(Data listing)
* * * * * * *

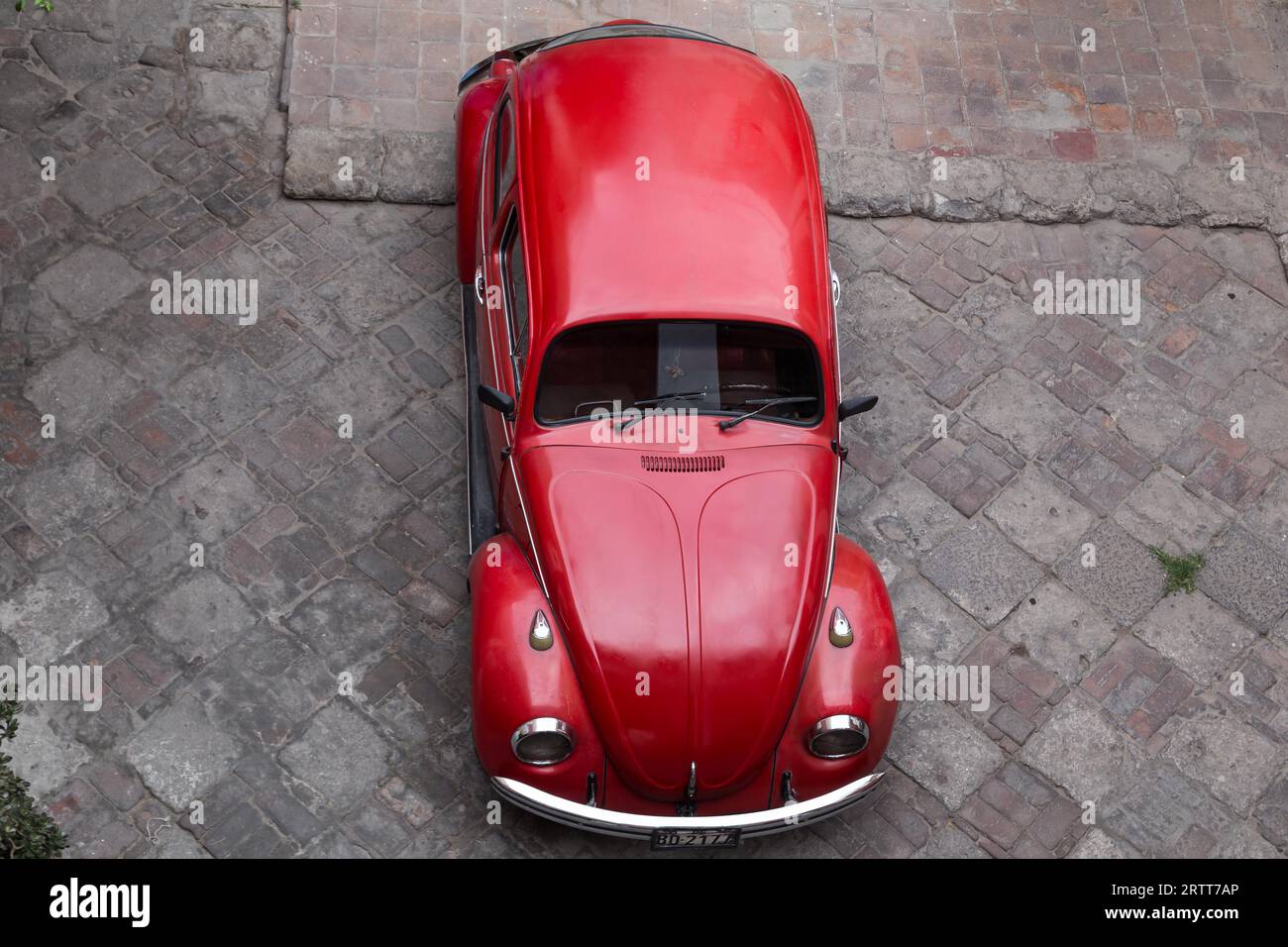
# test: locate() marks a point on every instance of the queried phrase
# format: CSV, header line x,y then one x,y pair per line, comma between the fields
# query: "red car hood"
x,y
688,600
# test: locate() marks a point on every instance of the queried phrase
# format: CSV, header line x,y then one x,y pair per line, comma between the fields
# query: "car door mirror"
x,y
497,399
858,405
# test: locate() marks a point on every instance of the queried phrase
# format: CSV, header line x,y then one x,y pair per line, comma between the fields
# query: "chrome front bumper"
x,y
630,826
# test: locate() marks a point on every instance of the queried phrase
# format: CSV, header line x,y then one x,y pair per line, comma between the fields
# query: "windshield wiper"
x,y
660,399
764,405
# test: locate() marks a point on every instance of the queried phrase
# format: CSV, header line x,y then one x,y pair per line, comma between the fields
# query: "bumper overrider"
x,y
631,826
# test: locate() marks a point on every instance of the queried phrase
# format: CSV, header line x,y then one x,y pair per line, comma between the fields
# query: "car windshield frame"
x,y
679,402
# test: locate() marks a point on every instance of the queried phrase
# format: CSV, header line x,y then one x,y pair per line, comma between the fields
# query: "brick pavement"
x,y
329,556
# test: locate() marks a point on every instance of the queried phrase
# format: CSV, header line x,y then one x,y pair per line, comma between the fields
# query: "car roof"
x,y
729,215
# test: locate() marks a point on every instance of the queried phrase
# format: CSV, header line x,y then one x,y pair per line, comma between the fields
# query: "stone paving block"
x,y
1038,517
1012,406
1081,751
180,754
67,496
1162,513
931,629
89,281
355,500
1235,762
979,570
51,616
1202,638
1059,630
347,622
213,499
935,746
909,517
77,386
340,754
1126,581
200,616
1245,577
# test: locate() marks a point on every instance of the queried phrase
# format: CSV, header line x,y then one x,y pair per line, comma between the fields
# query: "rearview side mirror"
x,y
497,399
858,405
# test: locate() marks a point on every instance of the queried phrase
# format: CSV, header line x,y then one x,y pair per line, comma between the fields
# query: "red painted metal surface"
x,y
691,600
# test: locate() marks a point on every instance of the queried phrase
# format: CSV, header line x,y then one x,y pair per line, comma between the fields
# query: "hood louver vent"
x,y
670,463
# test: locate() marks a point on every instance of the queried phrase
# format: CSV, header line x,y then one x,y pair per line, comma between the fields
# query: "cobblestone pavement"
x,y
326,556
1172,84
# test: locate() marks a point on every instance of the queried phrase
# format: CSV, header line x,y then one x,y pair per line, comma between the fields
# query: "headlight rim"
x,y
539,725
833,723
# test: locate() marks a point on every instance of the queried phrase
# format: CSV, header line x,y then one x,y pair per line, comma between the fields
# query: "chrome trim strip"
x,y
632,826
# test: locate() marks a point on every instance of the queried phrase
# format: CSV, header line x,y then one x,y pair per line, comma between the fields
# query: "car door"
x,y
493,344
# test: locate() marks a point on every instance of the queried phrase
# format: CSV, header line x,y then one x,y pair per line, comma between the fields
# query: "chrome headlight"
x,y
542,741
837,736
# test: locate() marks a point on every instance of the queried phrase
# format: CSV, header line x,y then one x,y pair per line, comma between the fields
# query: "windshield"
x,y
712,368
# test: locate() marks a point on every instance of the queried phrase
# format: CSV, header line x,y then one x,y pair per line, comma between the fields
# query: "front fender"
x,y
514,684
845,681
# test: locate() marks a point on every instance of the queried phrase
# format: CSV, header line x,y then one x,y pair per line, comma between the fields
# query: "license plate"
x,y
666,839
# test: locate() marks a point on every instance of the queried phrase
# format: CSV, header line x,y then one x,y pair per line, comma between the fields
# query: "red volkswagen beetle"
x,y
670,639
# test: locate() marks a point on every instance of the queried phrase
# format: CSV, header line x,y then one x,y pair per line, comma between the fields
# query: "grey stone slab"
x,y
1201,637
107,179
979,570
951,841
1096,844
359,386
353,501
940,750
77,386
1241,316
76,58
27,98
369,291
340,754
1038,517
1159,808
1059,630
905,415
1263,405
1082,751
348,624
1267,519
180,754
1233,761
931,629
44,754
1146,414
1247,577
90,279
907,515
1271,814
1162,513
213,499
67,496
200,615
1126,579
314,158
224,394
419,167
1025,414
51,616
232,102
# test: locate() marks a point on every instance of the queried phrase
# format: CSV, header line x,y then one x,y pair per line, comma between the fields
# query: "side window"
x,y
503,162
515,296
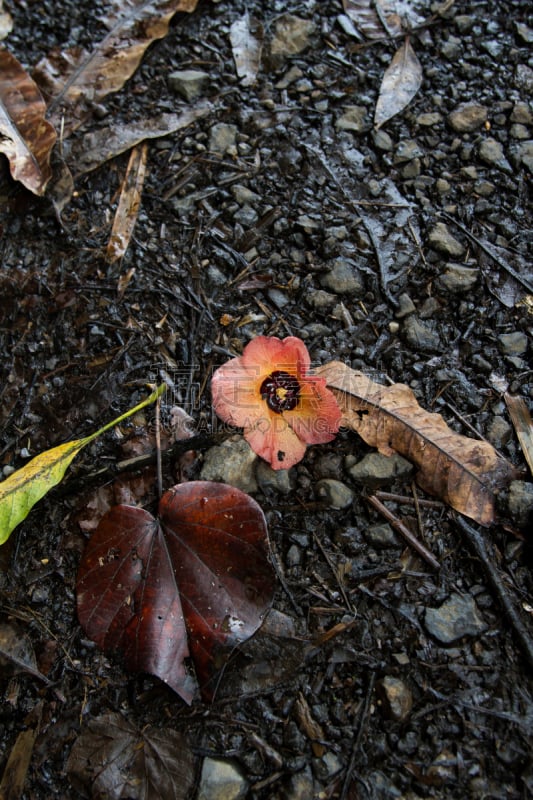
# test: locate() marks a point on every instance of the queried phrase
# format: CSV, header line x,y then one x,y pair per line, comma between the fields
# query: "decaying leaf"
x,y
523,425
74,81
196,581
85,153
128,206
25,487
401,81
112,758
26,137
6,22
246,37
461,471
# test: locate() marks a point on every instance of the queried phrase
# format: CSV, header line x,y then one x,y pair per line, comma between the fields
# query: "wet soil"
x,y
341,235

* * * * * * *

▸ **Exercise goal**: Count how many lines in the records contain the string "windshield", treating uppercase and lowercase as different. Reply with the number alone.

▸ **Output of the exercise**: 3